---------- TEXT SHOWN

Other big kids can spend the night alone

I think I’m doing a little better today. Trying to get over catastrophic/ doom and gloom thinking… racing thoughts… panic attacks… an odd hit of unfocused hyperactivity… and other head circus gifts that are trying resurface.

This is when I feel like a little kid in the worst way. Other people can spend the night alone. They don’t go to pieces when they are left to their own devices. I’m going to be alone for a few days… in theory.

I’m going to have to try and be alone, but I bet I’ll panic and run to my parent’s house. This was a hard morning for me. I admit it… both my sis and I got a bit teary when she was packing and getting ready to leave. :cry:

My sis and Mom are doing a road trip to get to a cousins wedding. They left a few hours ago before sunrise to get well out of Seattle before morning traffic.

It’s just the two of them, driving down to San Diego. It’s a very rare thing not to have my sis around. I don’t like it. I did everything I could to try and go with them. But Mom said No, it’s a mother/ daughter thing.

It’s almost a 20 hour drive and a 2 and a half hour flight. So on the 29th, I’m flying with my Dad and other family.

--------------------
---------- GIVEN INFORMATION

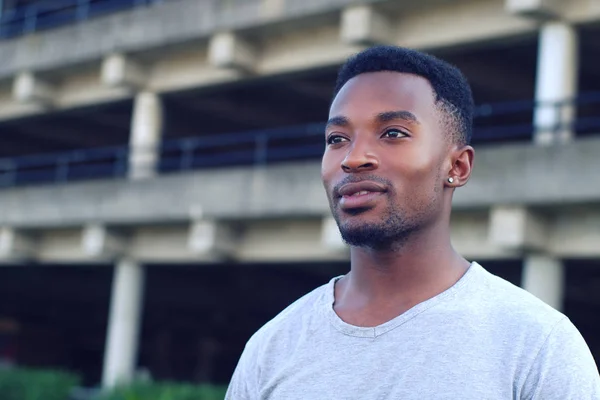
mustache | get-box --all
[333,175,392,196]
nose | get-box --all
[341,141,379,173]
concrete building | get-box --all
[0,0,600,386]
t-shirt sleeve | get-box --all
[225,338,258,400]
[521,317,600,400]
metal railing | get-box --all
[0,92,600,187]
[0,0,164,39]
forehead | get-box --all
[329,71,435,119]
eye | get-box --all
[381,128,408,139]
[327,135,348,144]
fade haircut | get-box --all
[334,46,474,144]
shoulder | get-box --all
[246,278,335,351]
[475,264,566,337]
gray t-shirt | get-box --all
[226,263,600,400]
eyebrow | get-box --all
[326,111,420,127]
[376,111,420,125]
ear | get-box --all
[445,145,475,188]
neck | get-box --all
[344,217,469,306]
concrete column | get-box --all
[522,255,564,310]
[129,92,163,179]
[534,22,579,145]
[102,259,145,388]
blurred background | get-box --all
[0,0,600,400]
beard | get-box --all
[332,177,441,251]
[335,203,421,250]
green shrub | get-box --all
[95,382,227,400]
[0,368,80,400]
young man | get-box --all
[226,47,600,400]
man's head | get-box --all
[322,46,473,248]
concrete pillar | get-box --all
[522,255,564,310]
[129,92,163,179]
[208,32,258,72]
[534,22,579,145]
[102,259,145,388]
[100,53,147,89]
[13,71,56,108]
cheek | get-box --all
[321,150,339,188]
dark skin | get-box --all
[322,72,474,327]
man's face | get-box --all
[321,72,449,248]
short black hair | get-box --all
[334,46,474,144]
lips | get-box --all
[338,181,386,197]
[337,181,387,209]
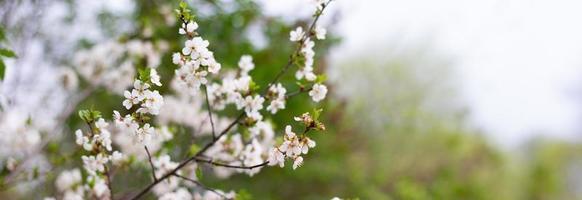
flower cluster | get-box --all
[71,111,125,199]
[268,113,325,169]
[289,23,327,102]
[74,40,167,94]
[113,69,164,143]
[172,21,221,94]
[42,1,328,199]
[123,77,164,115]
[55,169,84,200]
[267,83,287,114]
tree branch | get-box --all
[131,0,332,200]
[173,174,230,199]
[194,158,269,169]
[143,145,158,181]
[203,85,218,140]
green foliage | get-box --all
[0,25,17,80]
[234,189,253,200]
[79,109,101,123]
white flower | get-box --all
[269,83,287,98]
[95,118,109,130]
[55,169,82,192]
[172,53,184,65]
[237,95,265,119]
[134,123,155,144]
[81,154,109,175]
[75,129,88,145]
[315,26,327,40]
[208,62,222,74]
[136,90,164,115]
[293,156,303,169]
[110,151,125,165]
[178,21,198,35]
[289,26,305,42]
[295,67,317,81]
[238,55,255,74]
[279,125,302,157]
[89,176,109,199]
[267,98,285,114]
[267,148,285,167]
[123,89,143,110]
[309,84,327,102]
[150,68,162,86]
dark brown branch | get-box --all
[143,145,158,181]
[285,87,311,99]
[131,0,332,200]
[194,158,269,169]
[204,85,217,140]
[105,166,113,199]
[173,174,230,199]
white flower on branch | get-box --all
[87,176,110,200]
[314,26,327,40]
[236,95,265,120]
[289,26,305,42]
[293,156,303,169]
[267,83,287,114]
[238,55,255,75]
[309,84,327,102]
[150,68,162,86]
[55,169,83,192]
[267,148,285,167]
[134,123,155,143]
[178,22,198,35]
[81,154,109,175]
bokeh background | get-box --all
[0,0,582,199]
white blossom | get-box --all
[238,55,255,75]
[150,68,162,86]
[55,169,83,192]
[267,148,285,167]
[289,26,305,42]
[293,156,303,169]
[178,21,198,35]
[309,84,327,102]
[314,26,327,40]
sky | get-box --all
[265,0,582,148]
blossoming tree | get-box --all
[0,0,331,199]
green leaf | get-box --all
[0,26,6,42]
[0,59,6,80]
[138,67,151,83]
[79,109,101,123]
[0,48,17,58]
[196,167,202,180]
[180,1,188,9]
[234,189,253,200]
[311,108,323,121]
[315,74,327,83]
[188,144,200,156]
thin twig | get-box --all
[131,0,332,200]
[194,158,269,169]
[105,166,114,199]
[143,145,158,181]
[204,85,217,140]
[173,174,231,199]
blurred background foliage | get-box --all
[0,0,582,200]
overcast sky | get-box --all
[267,0,582,147]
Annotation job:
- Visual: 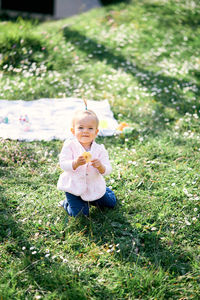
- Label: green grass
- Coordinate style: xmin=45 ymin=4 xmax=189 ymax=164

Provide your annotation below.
xmin=0 ymin=0 xmax=200 ymax=300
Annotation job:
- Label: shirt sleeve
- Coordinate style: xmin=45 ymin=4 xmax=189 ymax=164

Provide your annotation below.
xmin=100 ymin=145 xmax=112 ymax=176
xmin=59 ymin=141 xmax=74 ymax=171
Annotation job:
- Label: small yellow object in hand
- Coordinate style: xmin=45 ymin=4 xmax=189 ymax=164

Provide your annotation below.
xmin=82 ymin=152 xmax=92 ymax=163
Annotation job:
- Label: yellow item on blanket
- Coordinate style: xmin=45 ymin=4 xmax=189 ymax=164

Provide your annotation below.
xmin=82 ymin=152 xmax=92 ymax=163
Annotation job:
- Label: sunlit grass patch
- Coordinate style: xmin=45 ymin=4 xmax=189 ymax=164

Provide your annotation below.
xmin=0 ymin=0 xmax=200 ymax=299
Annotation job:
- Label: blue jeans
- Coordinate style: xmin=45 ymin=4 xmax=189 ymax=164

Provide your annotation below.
xmin=63 ymin=188 xmax=117 ymax=217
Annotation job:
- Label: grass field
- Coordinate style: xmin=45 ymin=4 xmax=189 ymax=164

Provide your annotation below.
xmin=0 ymin=0 xmax=200 ymax=300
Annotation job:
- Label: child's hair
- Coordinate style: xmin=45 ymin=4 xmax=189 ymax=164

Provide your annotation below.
xmin=72 ymin=109 xmax=99 ymax=128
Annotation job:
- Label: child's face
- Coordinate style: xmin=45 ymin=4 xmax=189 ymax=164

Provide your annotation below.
xmin=71 ymin=115 xmax=99 ymax=147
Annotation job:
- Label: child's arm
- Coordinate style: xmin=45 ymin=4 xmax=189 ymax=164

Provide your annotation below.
xmin=91 ymin=145 xmax=112 ymax=176
xmin=59 ymin=141 xmax=74 ymax=171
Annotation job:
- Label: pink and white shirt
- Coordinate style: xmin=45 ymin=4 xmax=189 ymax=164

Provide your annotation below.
xmin=57 ymin=138 xmax=112 ymax=201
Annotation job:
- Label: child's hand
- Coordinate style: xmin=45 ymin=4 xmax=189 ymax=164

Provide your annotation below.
xmin=91 ymin=159 xmax=105 ymax=174
xmin=72 ymin=155 xmax=86 ymax=170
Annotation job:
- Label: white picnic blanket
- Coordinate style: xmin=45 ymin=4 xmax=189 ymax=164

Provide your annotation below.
xmin=0 ymin=98 xmax=118 ymax=141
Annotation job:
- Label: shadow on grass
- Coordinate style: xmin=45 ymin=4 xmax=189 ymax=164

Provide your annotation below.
xmin=142 ymin=1 xmax=200 ymax=28
xmin=66 ymin=203 xmax=192 ymax=277
xmin=0 ymin=187 xmax=115 ymax=299
xmin=63 ymin=27 xmax=200 ymax=128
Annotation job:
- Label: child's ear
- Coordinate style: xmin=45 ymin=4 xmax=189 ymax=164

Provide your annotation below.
xmin=71 ymin=127 xmax=75 ymax=135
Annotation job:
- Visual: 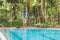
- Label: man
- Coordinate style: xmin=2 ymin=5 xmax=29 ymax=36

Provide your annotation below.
xmin=23 ymin=11 xmax=27 ymax=29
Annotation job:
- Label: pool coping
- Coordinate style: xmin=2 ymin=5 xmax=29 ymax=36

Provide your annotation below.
xmin=0 ymin=27 xmax=60 ymax=30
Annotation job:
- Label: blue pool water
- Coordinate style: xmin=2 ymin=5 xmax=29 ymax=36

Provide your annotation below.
xmin=5 ymin=29 xmax=60 ymax=40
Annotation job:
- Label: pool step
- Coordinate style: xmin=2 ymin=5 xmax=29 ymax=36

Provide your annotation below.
xmin=1 ymin=30 xmax=12 ymax=40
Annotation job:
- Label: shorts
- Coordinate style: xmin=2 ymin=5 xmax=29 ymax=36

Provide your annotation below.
xmin=23 ymin=19 xmax=27 ymax=23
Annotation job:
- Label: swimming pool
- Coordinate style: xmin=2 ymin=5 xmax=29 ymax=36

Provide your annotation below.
xmin=5 ymin=29 xmax=60 ymax=40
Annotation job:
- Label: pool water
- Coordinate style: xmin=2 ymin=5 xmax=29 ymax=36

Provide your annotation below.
xmin=5 ymin=29 xmax=60 ymax=40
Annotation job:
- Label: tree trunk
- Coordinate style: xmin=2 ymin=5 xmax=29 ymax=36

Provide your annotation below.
xmin=40 ymin=0 xmax=46 ymax=23
xmin=27 ymin=4 xmax=30 ymax=26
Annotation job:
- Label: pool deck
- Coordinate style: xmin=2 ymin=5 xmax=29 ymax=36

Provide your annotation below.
xmin=0 ymin=27 xmax=60 ymax=40
xmin=0 ymin=27 xmax=60 ymax=30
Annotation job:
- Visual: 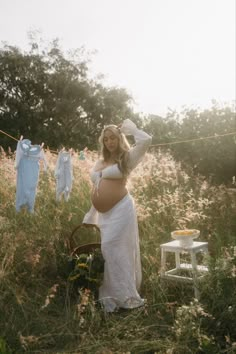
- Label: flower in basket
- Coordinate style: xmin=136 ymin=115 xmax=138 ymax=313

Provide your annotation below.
xmin=68 ymin=249 xmax=104 ymax=290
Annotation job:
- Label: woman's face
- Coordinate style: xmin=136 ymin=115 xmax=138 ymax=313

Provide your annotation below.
xmin=103 ymin=129 xmax=119 ymax=154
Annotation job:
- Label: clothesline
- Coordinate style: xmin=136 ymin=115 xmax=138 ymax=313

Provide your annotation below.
xmin=150 ymin=131 xmax=236 ymax=147
xmin=0 ymin=130 xmax=236 ymax=153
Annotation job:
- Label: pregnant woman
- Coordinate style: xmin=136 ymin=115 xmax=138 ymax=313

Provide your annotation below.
xmin=83 ymin=119 xmax=151 ymax=312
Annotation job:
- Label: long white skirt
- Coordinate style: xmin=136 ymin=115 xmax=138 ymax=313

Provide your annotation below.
xmin=83 ymin=194 xmax=144 ymax=312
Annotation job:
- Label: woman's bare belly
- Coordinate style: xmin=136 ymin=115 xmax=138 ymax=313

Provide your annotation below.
xmin=91 ymin=179 xmax=128 ymax=213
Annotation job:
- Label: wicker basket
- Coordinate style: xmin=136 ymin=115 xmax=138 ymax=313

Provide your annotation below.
xmin=68 ymin=224 xmax=101 ymax=257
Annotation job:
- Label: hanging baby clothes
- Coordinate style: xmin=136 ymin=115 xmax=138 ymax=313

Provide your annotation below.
xmin=55 ymin=150 xmax=73 ymax=201
xmin=15 ymin=139 xmax=47 ymax=213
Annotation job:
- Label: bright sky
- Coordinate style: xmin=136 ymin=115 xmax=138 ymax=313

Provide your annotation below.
xmin=0 ymin=0 xmax=236 ymax=115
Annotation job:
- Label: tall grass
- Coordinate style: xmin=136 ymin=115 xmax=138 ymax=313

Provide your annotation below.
xmin=0 ymin=150 xmax=236 ymax=354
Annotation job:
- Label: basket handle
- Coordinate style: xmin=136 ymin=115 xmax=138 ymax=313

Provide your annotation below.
xmin=67 ymin=223 xmax=100 ymax=252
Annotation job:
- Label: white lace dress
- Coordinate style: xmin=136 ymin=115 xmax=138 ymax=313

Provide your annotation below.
xmin=83 ymin=119 xmax=151 ymax=312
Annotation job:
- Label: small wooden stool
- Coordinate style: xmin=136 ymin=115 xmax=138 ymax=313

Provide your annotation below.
xmin=160 ymin=240 xmax=208 ymax=299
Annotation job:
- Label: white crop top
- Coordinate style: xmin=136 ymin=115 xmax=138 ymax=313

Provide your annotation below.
xmin=90 ymin=119 xmax=152 ymax=187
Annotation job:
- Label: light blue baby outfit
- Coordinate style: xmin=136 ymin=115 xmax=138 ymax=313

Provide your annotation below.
xmin=55 ymin=151 xmax=73 ymax=201
xmin=15 ymin=139 xmax=47 ymax=213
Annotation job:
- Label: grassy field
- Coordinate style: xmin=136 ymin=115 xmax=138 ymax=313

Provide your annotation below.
xmin=0 ymin=150 xmax=236 ymax=354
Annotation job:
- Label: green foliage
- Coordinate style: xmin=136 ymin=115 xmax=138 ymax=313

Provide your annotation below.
xmin=0 ymin=39 xmax=135 ymax=150
xmin=146 ymin=103 xmax=236 ymax=186
xmin=68 ymin=249 xmax=104 ymax=292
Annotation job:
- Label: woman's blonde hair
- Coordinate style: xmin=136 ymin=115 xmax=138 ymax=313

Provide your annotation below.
xmin=99 ymin=124 xmax=130 ymax=176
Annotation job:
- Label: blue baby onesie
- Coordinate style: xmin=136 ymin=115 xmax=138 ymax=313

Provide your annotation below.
xmin=55 ymin=151 xmax=73 ymax=201
xmin=15 ymin=139 xmax=47 ymax=213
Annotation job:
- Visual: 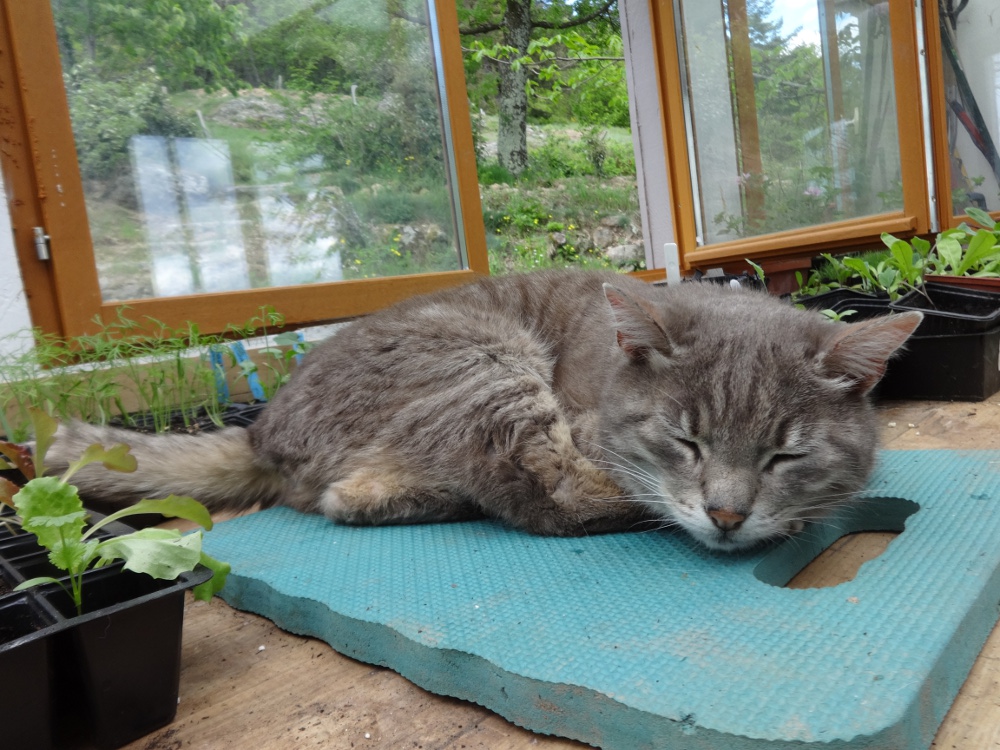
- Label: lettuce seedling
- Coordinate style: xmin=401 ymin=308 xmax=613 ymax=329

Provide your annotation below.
xmin=0 ymin=415 xmax=230 ymax=614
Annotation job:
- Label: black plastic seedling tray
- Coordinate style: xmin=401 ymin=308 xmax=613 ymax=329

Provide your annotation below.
xmin=804 ymin=283 xmax=1000 ymax=401
xmin=0 ymin=512 xmax=212 ymax=750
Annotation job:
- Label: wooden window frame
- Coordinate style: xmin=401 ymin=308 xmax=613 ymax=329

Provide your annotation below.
xmin=650 ymin=0 xmax=930 ymax=271
xmin=0 ymin=0 xmax=489 ymax=337
xmin=923 ymin=0 xmax=1000 ymax=229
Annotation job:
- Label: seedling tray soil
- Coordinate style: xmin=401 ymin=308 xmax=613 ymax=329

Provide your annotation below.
xmin=0 ymin=524 xmax=212 ymax=750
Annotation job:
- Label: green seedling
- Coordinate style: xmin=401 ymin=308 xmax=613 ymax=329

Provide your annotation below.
xmin=0 ymin=412 xmax=230 ymax=614
xmin=819 ymin=310 xmax=858 ymax=321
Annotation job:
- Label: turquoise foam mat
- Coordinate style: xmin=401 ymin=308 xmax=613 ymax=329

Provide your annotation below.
xmin=199 ymin=451 xmax=1000 ymax=750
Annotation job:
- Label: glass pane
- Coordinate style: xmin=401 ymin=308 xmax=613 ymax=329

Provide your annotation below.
xmin=677 ymin=0 xmax=903 ymax=243
xmin=52 ymin=0 xmax=463 ymax=301
xmin=938 ymin=0 xmax=1000 ymax=214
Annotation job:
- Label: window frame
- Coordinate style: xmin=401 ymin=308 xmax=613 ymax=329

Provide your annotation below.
xmin=650 ymin=0 xmax=931 ymax=271
xmin=0 ymin=0 xmax=489 ymax=337
xmin=922 ymin=0 xmax=1000 ymax=229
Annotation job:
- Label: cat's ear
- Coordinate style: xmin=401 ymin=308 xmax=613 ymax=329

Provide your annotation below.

--------------------

[CHECK YOUR UNDERSTANDING]:
#1 In the post about spending the night alone, where are the writer's sister and mother driving to?
#2 Resume the post about spending the night alone, beginning after its final sentence.

[RESULTS IN ORDER]:
#1 They are driving to San Diego for a cousin's wedding.

#2
I’ve been having panic attacks about the thought of them driving and getting in a horrendous car crash, the plane crashing, the family thing getting too big and having a break and ruining my cousins wedding. I’ve been high anxiety about almost every detail on this one. I’ve been having mood swings and panic attacks almost everyday lately. My med doses got increased last week. I’m feeling more stable today. I don’t feel so wobbly.

I do feel a bit more tired and a bit more numbed out and still sort of floaty. I do feel slower and less talkative. But it’s not really doing anything for the racing thoughts and the anxiety. I have figured out that the last week in June and the first week in July have always been the very hardest on me, year after year.

I know I’m jumping and rambling. I know it’s so much harder to keep my mind on a sentence and finish it properly. If my post get a little jumble and odd, I apologize in advance.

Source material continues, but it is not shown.